Given exercise: Find every line in the data that contains the string "smartphone" and copy each of those lines in full.

○ ○ ○ ○ ○

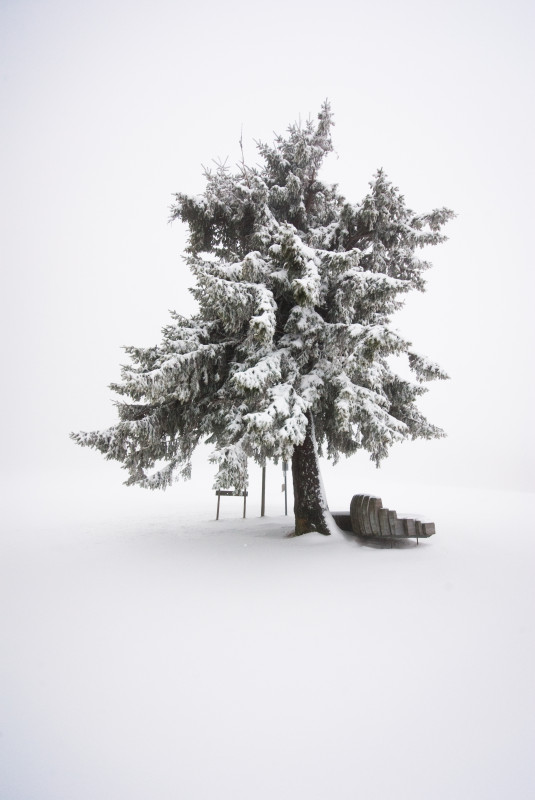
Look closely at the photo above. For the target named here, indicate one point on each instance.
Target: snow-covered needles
(296, 287)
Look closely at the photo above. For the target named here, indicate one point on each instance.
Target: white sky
(110, 107)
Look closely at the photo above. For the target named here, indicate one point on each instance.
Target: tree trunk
(310, 507)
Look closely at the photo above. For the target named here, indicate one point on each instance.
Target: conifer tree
(288, 355)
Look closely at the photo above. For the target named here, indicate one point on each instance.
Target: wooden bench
(368, 518)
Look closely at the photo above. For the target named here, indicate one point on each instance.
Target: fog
(147, 649)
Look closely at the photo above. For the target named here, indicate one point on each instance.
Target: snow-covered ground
(151, 652)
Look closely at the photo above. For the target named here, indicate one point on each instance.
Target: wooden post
(285, 471)
(263, 502)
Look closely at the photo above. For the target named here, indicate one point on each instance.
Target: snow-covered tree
(288, 354)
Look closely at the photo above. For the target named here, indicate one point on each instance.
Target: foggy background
(109, 108)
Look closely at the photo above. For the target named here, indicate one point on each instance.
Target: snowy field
(151, 652)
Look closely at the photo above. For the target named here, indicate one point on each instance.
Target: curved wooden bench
(368, 518)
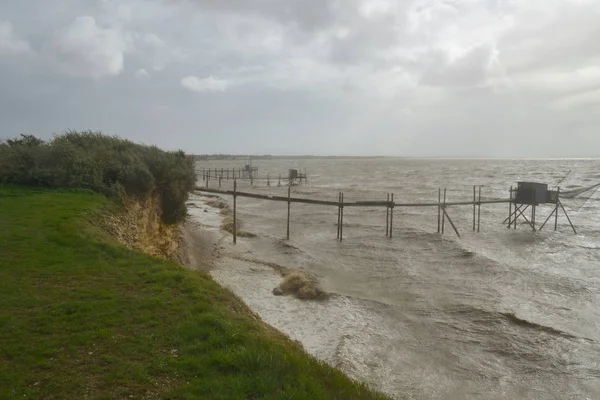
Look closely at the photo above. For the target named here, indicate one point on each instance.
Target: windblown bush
(106, 164)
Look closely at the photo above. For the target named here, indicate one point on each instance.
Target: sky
(431, 78)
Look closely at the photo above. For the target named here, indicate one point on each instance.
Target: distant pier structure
(531, 195)
(295, 177)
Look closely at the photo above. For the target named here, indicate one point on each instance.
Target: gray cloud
(414, 77)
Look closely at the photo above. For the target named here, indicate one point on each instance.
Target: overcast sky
(500, 78)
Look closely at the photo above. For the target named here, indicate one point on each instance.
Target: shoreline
(339, 330)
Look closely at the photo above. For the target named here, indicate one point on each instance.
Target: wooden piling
(451, 223)
(439, 209)
(556, 209)
(234, 212)
(479, 211)
(473, 208)
(567, 215)
(533, 210)
(289, 209)
(392, 216)
(444, 213)
(510, 206)
(342, 219)
(387, 216)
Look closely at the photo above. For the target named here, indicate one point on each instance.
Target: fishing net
(577, 198)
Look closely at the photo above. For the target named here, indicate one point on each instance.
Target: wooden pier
(389, 203)
(250, 173)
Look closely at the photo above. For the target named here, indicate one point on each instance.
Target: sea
(502, 313)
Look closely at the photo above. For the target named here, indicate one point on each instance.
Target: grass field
(83, 317)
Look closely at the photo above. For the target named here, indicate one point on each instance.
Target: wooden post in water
(387, 216)
(444, 213)
(473, 208)
(510, 207)
(479, 210)
(556, 209)
(340, 214)
(392, 215)
(289, 206)
(439, 209)
(234, 212)
(342, 219)
(533, 210)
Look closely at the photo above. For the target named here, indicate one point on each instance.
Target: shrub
(106, 164)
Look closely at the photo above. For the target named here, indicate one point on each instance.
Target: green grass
(83, 317)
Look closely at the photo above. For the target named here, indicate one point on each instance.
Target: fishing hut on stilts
(530, 195)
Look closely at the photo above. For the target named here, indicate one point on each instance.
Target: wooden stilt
(339, 214)
(567, 215)
(473, 208)
(342, 219)
(533, 210)
(556, 209)
(439, 209)
(387, 216)
(479, 211)
(509, 219)
(234, 212)
(451, 223)
(444, 213)
(510, 203)
(392, 215)
(549, 216)
(289, 209)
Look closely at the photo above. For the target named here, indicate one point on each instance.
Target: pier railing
(389, 204)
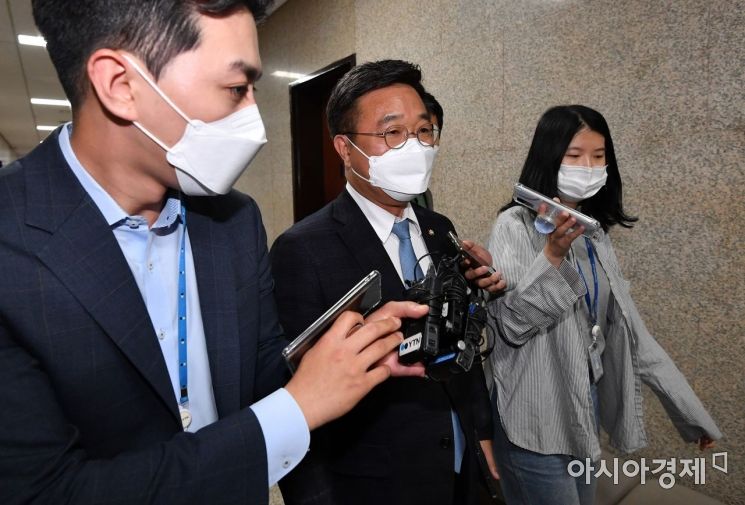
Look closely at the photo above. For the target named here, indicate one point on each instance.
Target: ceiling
(26, 72)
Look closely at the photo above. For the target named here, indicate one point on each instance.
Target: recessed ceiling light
(291, 75)
(50, 101)
(31, 40)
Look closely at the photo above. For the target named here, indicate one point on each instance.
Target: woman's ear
(109, 78)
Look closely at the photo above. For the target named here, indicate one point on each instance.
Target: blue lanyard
(592, 307)
(182, 363)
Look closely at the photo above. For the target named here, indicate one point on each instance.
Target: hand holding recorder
(479, 262)
(548, 210)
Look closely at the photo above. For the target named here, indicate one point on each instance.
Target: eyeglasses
(396, 136)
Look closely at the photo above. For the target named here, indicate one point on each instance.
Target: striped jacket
(540, 365)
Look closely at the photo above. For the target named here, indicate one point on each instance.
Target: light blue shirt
(152, 254)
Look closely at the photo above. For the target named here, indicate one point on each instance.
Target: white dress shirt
(382, 222)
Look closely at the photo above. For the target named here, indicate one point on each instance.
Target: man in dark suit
(403, 443)
(140, 359)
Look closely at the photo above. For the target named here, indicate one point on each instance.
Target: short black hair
(341, 109)
(555, 131)
(434, 108)
(155, 30)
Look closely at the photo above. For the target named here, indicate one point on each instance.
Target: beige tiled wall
(670, 78)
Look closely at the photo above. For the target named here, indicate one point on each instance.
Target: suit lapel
(83, 253)
(358, 235)
(216, 282)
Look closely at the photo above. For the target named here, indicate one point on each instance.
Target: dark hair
(341, 109)
(155, 30)
(555, 131)
(433, 107)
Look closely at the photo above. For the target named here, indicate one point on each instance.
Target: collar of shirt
(115, 216)
(381, 220)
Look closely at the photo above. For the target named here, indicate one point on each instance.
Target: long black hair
(555, 131)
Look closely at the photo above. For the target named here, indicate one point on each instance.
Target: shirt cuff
(286, 433)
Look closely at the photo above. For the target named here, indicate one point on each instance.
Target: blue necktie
(411, 271)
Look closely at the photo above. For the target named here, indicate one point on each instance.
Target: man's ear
(109, 78)
(341, 144)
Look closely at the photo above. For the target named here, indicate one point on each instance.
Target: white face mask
(580, 183)
(210, 157)
(401, 173)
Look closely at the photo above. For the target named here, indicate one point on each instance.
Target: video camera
(447, 340)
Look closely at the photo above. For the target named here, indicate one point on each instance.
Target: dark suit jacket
(87, 411)
(396, 445)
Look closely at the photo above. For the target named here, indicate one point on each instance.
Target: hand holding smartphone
(362, 298)
(472, 260)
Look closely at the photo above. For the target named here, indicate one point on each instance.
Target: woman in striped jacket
(573, 350)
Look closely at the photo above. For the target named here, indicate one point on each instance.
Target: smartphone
(544, 223)
(362, 298)
(473, 261)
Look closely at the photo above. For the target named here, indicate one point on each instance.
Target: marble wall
(670, 79)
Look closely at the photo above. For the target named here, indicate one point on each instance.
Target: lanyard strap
(592, 307)
(182, 363)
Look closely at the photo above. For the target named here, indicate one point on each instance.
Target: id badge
(596, 364)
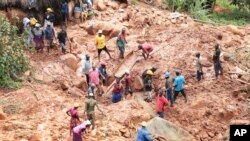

○ ○ ○ ○ ○

Complete answer:
Target: hand holding smartphone
Target: smartphone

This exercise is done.